In the records below, begin at the line that has "In the picture above, where can the logo" and stop after the line that has "In the picture above, where can the lake"; quote those lines verbatim and nothing more.

************

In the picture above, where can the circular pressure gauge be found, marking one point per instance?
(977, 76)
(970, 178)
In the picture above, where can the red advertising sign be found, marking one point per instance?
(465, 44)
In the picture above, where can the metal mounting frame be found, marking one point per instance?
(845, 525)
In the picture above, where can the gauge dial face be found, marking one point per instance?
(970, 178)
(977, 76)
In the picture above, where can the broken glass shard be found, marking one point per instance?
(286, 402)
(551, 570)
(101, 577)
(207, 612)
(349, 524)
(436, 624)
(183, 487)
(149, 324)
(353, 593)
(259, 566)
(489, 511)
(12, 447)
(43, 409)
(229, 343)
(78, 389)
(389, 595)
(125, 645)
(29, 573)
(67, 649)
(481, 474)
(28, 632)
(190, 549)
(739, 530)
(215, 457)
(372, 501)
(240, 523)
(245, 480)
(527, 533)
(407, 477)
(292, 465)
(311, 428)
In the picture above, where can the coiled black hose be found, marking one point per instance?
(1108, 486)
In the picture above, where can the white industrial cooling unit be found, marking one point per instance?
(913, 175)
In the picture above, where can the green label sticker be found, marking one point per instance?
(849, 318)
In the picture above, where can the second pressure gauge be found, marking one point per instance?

************

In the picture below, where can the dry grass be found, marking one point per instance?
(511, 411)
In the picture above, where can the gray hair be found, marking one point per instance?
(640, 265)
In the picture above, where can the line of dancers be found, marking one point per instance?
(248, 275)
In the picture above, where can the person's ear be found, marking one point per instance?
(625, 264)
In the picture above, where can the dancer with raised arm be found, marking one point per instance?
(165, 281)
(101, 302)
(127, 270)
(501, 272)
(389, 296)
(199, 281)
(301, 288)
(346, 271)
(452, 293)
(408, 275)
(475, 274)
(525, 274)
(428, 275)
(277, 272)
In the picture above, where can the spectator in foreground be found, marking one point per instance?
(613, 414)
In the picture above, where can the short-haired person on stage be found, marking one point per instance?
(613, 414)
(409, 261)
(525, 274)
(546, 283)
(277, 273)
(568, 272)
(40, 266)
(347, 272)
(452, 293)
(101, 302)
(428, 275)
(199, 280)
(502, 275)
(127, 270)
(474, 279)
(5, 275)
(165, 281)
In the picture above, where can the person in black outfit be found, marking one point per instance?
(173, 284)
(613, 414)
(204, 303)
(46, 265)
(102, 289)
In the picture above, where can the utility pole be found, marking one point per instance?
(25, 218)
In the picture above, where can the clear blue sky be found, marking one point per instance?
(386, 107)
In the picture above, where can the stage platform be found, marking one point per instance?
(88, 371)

************

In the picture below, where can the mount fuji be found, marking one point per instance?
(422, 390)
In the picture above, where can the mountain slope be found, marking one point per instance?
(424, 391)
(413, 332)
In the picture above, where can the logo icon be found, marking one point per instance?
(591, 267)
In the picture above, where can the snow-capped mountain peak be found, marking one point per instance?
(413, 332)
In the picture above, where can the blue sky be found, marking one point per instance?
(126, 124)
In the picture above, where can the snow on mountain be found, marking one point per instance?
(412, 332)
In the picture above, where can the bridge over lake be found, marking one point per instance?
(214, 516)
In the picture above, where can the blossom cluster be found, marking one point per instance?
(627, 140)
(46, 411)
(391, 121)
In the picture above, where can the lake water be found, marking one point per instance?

************

» SOLUTION FOR THIS PROBLEM
In the picture above, where can the logo icon be found, marking one point per instance?
(591, 267)
In the picture above, where can the snow-capped mountain peak be found, marking one point per instance?
(413, 332)
In the picture above, where can the blue sky be found, marking one point per instance?
(126, 124)
In the picture above, where can the snow on mountain be found, marking one point per instance?
(412, 332)
In the picture above, where can the bridge over lake be found, marking one point per instance?
(214, 516)
In the picture above, where can the blossom cluster be found, marking one point per instance?
(627, 140)
(46, 411)
(391, 121)
In the picture above, where can the lake water be found, marking one point per instance?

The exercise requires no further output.